Metin Alıntısı -
****************

Kısmi Süreli İş Sözleşmesi İle Çalışan İşçiye Ara Dinlenmesi Nasıl Kullandırılmalıdır?

İş süresinin düzenlenmesine ilişkin hükümler, öncelikle iş gücünün korunması amacına hizmet etmektedir. Bu amacın gerçekleştirilmesi, sadece günlük çalışma süresinin sınırlandırılmasını değil, aynı zamanda işçilere çalışma süresi içinde işe ara verme imkanının da tanınmasını gerektirmektedir. Aksi taktirde, çalışmaya bağlı gerilimin, dikkatsizlik ve kazalara yol açması ve zaman içinde sağlık sorunlarıyla karşılaşılması kaçınılmazdır. İşte 4857 sayılı Kanunun 68 nci maddesindeki ara dinlenmesine ilişkin düşünce bu tür sonuçları önlemek için düzenlenmiştir [1].

****************

[Bir veri kaynağından alınan öğeler]

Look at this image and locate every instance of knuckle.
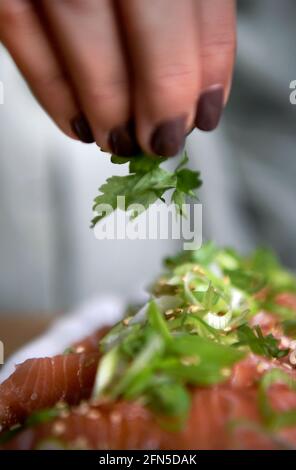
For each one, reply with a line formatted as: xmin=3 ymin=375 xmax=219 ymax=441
xmin=0 ymin=0 xmax=31 ymax=27
xmin=144 ymin=64 xmax=199 ymax=95
xmin=51 ymin=0 xmax=90 ymax=13
xmin=82 ymin=78 xmax=128 ymax=103
xmin=32 ymin=70 xmax=66 ymax=89
xmin=201 ymin=33 xmax=236 ymax=57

****************

Çalışma Hedefleri -
1. Ara dinlenmesine ilişkin metne göre aşağıdaki soruları yanıtlayınız:
(a) İş süresinin düzenlenmesine ilişkin hükümler öncelikle hangi amaca hizmet eder?
(b) Ara dinlenmesine ilişkin düşünce hangi kanunun hangi maddesinde düzenlenmiştir?
(c) İşçilere ara verme imkânı tanınmazsa çalışmaya bağlı gerilim nelere yol açar?
2. Ara dinlenmesine ilişkin metnin "İş süresinin düzenlenmesine" ile başlayıp "için düzenlenmiştir [1]." ile biten bölümünü yeniden yazınız; yazarken "dikkatsizlik" yerine "dalgınlık" koyunuz.
3. Ara dinlenmesine ilişkin metni, son cümlesinden sonra gelecek şekilde sürdürünüz.
Kayıtlar, metinden bağımsız başka bir kaynaktan alınmıştır.

Görev Yanıtları -
1.
(a) İş gücünün korunması amacına.
(b) 4857 sayılı Kanunun 68 nci maddesinde.
(c) Dikkatsizlik ve kazalara yol açar; zamanla sağlık sorunlarıyla karşılaşılır.

2.
İş süresinin düzenlenmesine ilişkin hükümler, öncelikle iş gücünün korunması amacına hizmet etmektedir. Bu amacın gerçekleştirilmesi, sadece günlük çalışma süresinin sınırlandırılmasını değil, aynı zamanda işçilere çalışma süresi içinde işe ara verme imkanının da tanınmasını gerektirmektedir. Aksi taktirde, çalışmaya bağlı gerilimin, dalgınlık ve kazalara yol açması ve zaman içinde sağlık sorunlarıyla karşılaşılması kaçınılmazdır. İşte 4857 sayılı Kanunun 68 nci maddesindeki ara dinlenmesine ilişkin düşünce bu tür sonuçları önlemek için düzenlenmiştir [1].

3.
Ara dinlenmeleri işçilere hem dinlenmeleri, hem de yeme içme gibi zorunlu gereksinmelerini karşılayabilmeleri için, günlük çalışma süreleri içinde verilen dinlenme süreleridir. Bu dinlenmeler, “çalışma süresinin ortalama bir zamanında o yerin adet ve işin gereğine göre ayarlanmak suretiyle” verilir (İşK. m.68/1).

Ara dinlenme süreleri İş Kanunu m.68’de belirlenmiştir. Bu süre;

a-)Dört saat veya daha kısa süreli işlerde on beş dakika,

b-)Dört saatten fazla ve 7,5 saate kadar (7,5 saat dahil) süreli işlerde yarım saat,

c-)7,5 saatten fazla süreli işlerde bir saattir.

İş Kanununun ara dinlenmesine ilişkin öngördüğü hükümde, dört saat ve daha kısa süreli işlerde onbeş dakikalık bir ara dinlenmesi öngörülmüş olup, işçinin kısmi süreli iş sözleşmesi ile örneğin, haftada iki gün üç ya da dört saat çalışılması durumunda işçinin ara dinlenmesine hak kazanıp kazanmayacağı doktrinde tartışılmıştır.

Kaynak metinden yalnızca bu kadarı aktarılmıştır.